Start Input rows

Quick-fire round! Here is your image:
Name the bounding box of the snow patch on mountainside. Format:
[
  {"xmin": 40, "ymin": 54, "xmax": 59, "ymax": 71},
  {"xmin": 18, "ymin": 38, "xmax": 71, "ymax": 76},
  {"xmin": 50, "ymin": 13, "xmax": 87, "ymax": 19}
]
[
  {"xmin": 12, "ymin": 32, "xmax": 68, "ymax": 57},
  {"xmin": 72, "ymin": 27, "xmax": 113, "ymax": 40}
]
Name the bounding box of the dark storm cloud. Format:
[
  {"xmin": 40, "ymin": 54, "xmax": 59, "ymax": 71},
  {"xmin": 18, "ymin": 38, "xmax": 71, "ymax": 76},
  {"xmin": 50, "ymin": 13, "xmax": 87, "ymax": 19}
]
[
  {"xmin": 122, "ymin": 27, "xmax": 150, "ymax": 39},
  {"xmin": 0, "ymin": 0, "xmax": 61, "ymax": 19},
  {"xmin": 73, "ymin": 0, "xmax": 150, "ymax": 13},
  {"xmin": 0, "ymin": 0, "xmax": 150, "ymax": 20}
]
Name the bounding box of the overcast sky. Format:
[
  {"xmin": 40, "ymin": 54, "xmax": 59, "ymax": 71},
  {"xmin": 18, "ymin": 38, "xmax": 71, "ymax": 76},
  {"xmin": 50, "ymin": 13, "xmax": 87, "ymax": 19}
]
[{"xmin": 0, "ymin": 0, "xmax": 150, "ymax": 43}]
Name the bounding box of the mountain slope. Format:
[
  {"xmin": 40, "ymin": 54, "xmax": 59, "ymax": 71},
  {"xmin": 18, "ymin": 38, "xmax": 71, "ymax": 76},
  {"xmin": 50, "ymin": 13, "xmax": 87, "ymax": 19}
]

End Input rows

How many lines in the listing above contain the string "Format", with case counting? Reply with the number alone.

Answer to the problem: 4